*Directive*:
Convert every line of the material, from the line containing "Point to the textured background." through the final line, into a JSON list of strings with one string per line. Omit any blank lines.

*Dataset*:
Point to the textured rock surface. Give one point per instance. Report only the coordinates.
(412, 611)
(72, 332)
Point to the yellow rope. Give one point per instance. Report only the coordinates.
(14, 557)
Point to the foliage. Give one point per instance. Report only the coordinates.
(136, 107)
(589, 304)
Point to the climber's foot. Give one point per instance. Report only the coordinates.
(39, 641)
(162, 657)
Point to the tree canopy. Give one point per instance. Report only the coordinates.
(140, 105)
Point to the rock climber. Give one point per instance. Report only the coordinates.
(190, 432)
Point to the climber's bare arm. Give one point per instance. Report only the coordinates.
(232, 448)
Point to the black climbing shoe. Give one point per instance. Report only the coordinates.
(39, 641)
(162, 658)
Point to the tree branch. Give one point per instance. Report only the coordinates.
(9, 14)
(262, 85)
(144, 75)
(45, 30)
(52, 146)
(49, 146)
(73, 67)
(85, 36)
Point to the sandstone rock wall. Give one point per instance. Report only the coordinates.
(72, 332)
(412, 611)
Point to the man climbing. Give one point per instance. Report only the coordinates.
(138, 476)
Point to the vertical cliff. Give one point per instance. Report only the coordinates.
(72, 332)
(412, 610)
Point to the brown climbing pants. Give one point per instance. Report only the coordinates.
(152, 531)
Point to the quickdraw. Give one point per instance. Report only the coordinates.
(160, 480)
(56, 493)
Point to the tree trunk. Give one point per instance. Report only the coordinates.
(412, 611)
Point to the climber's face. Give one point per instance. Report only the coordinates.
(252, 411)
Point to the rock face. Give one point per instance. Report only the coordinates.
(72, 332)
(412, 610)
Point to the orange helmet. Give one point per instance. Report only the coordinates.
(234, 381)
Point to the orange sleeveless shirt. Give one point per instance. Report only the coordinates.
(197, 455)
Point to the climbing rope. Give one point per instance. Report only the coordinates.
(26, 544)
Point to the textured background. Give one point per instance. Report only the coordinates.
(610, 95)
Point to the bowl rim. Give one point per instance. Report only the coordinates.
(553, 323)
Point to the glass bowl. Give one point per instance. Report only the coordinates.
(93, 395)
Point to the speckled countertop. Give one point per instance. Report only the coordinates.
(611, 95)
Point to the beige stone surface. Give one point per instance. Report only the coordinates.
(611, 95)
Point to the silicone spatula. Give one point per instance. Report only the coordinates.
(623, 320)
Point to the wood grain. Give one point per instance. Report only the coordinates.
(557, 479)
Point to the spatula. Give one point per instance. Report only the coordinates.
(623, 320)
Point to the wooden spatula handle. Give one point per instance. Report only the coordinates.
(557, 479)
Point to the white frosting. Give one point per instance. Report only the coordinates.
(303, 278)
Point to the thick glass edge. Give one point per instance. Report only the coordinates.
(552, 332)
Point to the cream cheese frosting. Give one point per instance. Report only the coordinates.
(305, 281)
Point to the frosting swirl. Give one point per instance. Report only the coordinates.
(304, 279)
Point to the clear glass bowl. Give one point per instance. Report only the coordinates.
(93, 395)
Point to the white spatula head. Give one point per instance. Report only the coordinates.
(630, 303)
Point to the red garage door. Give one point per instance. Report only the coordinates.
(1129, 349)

*Answer to the exercise*:
[
  "Point to the textured background. Give one point per instance. Report only the coordinates.",
  "(610, 95)",
  "Point to the bowl rim. Give one point per instance. Report only the coordinates.",
  "(553, 323)",
  "Point to the glass bowl. Give one point per instance. Report only the coordinates.",
  "(93, 395)",
  "Point to the speckled countertop. Give one point per instance. Report only the coordinates.",
  "(611, 95)",
  "Point to the beige stone surface. Give one point per instance. Report only the coordinates.",
  "(611, 95)",
  "Point to the silicone spatula. Give one point per instance. Report only the coordinates.",
  "(623, 320)",
  "Point to the wood grain. Give one point per instance. Report only the coordinates.",
  "(557, 479)",
  "Point to the spatula. Give one point per instance. Report only the coordinates.",
  "(623, 320)",
  "Point to the wooden spatula handle. Give one point per instance. Report only the coordinates.",
  "(557, 479)",
  "Point to the white frosting. Give one point per instance. Report only the coordinates.",
  "(303, 278)",
  "Point to the thick glass edge. Give one point per instance. Report only the coordinates.",
  "(552, 332)",
  "Point to the cream cheese frosting. Give one point per instance. Report only the coordinates.",
  "(305, 281)",
  "Point to the frosting swirl. Give one point per instance. Report only the coordinates.",
  "(304, 279)",
  "Point to the clear glass bowl. Give one point per instance. Report only the coordinates.",
  "(93, 395)",
  "Point to the white spatula head. Give one point per instance. Report only the coordinates.",
  "(630, 303)",
  "Point to the red garage door. Give one point per instance. Report only the coordinates.",
  "(1129, 349)"
]